## Exercise
Gather every line below that contains the word "blue", matching case exactly.

=-=-=-=-=

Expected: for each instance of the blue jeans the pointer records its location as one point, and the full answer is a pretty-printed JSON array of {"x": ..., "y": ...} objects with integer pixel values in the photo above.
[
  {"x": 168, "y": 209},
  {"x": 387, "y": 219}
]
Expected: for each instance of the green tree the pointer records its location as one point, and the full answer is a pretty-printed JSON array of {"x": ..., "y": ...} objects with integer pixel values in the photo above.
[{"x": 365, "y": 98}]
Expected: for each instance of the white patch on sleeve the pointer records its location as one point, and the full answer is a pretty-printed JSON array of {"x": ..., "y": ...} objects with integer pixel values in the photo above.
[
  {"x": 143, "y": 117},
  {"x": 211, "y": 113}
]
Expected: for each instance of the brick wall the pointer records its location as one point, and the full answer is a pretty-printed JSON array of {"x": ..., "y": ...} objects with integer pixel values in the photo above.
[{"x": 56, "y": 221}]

=-=-=-=-=

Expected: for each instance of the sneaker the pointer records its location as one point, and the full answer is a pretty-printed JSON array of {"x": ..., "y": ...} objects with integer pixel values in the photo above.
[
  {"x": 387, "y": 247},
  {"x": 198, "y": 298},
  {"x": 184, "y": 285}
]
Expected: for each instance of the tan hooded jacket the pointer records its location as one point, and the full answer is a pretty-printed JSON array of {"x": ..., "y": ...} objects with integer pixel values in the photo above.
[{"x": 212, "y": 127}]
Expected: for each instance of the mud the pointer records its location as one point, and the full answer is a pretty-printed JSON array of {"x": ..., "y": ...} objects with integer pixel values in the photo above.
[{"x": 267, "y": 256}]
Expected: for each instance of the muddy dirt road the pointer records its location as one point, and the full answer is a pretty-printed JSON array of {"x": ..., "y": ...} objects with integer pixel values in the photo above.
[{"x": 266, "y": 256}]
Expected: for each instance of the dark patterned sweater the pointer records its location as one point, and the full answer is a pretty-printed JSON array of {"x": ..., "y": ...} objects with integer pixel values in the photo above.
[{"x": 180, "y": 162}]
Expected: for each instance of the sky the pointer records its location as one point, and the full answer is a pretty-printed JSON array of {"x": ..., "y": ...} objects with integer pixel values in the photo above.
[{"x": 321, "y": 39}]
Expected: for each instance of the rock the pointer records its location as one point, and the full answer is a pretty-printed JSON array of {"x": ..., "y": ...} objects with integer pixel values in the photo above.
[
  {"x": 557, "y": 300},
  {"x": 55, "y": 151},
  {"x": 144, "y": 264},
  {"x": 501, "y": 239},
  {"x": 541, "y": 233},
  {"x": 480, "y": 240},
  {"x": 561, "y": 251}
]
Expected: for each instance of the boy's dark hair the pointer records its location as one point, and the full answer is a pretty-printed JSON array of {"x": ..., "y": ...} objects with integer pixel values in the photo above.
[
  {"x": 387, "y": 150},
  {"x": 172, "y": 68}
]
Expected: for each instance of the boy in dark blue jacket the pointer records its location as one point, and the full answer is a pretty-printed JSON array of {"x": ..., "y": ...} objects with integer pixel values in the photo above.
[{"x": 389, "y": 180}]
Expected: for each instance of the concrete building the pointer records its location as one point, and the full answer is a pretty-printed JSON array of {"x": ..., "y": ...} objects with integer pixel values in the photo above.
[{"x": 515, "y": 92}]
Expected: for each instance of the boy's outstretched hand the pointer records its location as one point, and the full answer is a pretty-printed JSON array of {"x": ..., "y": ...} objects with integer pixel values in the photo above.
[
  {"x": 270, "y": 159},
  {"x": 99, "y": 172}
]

=-=-=-=-=

## Solved problem
Expected: for each instance of the blue jeans the pointer records its location as one point, and the full answer is a pretty-printed JSON array of {"x": ..., "y": ...} objects with integer pixel values in the photo above.
Expected: for each instance of the boy in dark blue jacket the pointer records its location as one point, and the full answer is a pretty-printed JSON array of {"x": ..., "y": ...} objects with integer pixel values in the photo above.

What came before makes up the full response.